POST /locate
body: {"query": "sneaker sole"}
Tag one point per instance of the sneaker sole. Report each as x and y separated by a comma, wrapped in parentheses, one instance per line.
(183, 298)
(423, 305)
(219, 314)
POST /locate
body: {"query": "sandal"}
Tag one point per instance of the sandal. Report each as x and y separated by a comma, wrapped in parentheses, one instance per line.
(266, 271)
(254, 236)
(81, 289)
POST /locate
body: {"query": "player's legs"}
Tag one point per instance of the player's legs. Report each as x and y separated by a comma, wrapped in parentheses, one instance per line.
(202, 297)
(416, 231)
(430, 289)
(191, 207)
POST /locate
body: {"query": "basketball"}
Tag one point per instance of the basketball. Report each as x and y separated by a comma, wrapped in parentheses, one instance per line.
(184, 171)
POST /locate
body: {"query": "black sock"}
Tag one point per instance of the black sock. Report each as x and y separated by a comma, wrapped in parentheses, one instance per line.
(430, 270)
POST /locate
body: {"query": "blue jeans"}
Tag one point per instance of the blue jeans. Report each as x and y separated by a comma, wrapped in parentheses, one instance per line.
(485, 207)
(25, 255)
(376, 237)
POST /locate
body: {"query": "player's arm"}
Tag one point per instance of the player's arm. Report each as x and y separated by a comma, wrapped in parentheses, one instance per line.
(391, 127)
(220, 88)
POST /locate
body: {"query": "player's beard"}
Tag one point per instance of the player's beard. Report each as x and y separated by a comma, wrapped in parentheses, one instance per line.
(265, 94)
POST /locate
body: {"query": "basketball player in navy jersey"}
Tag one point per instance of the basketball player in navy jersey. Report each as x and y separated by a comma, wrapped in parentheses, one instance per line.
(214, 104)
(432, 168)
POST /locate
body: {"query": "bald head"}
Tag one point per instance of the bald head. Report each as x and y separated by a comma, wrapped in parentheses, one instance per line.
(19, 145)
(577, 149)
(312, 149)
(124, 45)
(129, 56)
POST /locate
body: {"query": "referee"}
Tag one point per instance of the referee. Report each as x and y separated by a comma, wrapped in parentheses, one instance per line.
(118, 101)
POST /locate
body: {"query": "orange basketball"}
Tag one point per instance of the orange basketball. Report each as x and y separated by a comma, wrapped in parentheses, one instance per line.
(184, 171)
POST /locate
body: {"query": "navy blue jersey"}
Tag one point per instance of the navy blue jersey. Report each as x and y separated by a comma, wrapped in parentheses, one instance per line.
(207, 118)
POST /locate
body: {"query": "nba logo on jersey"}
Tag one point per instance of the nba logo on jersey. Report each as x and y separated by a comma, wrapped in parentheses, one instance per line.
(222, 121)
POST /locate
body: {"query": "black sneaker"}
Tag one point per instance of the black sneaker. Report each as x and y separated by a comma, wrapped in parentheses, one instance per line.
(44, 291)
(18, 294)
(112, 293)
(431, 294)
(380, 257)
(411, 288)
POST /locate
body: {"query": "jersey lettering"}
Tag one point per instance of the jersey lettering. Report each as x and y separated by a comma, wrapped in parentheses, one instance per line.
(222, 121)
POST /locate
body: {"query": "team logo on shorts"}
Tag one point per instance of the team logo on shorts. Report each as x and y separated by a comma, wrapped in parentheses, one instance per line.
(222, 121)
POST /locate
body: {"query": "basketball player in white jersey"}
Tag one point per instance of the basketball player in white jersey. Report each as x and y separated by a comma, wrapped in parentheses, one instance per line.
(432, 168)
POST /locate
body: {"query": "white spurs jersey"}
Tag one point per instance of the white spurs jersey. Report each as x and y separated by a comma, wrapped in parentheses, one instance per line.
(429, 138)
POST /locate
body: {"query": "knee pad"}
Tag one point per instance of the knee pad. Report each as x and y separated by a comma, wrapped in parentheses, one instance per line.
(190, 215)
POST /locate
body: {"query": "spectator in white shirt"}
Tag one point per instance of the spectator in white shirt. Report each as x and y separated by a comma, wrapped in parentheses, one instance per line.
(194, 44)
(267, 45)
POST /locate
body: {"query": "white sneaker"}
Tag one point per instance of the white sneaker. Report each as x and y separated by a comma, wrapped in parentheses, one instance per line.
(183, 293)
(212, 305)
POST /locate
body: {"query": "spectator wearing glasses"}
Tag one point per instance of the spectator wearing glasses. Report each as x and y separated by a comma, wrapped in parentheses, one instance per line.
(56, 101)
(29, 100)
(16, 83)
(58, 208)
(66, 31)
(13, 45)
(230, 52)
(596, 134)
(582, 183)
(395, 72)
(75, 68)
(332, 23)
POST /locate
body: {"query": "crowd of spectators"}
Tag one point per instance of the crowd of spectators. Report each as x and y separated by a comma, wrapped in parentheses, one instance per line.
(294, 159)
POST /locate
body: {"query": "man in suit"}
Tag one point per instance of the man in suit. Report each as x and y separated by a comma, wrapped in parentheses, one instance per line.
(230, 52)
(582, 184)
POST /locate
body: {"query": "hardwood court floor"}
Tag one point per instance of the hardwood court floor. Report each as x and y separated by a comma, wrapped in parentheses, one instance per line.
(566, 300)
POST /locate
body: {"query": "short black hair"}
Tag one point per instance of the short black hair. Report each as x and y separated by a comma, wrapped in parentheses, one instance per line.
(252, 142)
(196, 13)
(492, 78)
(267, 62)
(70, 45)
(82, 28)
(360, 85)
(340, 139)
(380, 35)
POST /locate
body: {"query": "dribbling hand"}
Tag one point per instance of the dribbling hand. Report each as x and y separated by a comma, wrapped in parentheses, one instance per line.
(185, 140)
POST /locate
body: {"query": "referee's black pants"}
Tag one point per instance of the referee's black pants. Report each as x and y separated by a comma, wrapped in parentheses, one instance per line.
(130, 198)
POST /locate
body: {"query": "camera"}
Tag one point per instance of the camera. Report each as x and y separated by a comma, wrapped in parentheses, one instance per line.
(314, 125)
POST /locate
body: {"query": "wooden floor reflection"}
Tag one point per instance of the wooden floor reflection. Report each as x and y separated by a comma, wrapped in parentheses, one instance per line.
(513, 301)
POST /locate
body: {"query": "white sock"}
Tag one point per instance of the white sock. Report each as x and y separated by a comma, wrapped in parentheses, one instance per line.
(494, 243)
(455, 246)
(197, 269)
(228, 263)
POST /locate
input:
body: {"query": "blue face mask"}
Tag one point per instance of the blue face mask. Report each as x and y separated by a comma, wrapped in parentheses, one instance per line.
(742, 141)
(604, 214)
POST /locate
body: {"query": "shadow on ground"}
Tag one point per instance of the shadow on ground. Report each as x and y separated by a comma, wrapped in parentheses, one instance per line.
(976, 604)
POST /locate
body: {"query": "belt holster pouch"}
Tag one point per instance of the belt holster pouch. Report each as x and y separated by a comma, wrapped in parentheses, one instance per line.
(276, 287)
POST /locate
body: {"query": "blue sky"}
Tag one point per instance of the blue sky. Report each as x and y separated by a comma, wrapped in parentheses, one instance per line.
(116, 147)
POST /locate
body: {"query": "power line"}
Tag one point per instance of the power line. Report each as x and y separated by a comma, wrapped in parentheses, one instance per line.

____________

→ **Task goal**
Write out every line of the entries that holds the word "power".

→ **Expected output**
body: {"query": "power line"}
Tag one point per instance of the power line. Report each as x and y separated by a comma, wrapped in parentheses, one instance per line.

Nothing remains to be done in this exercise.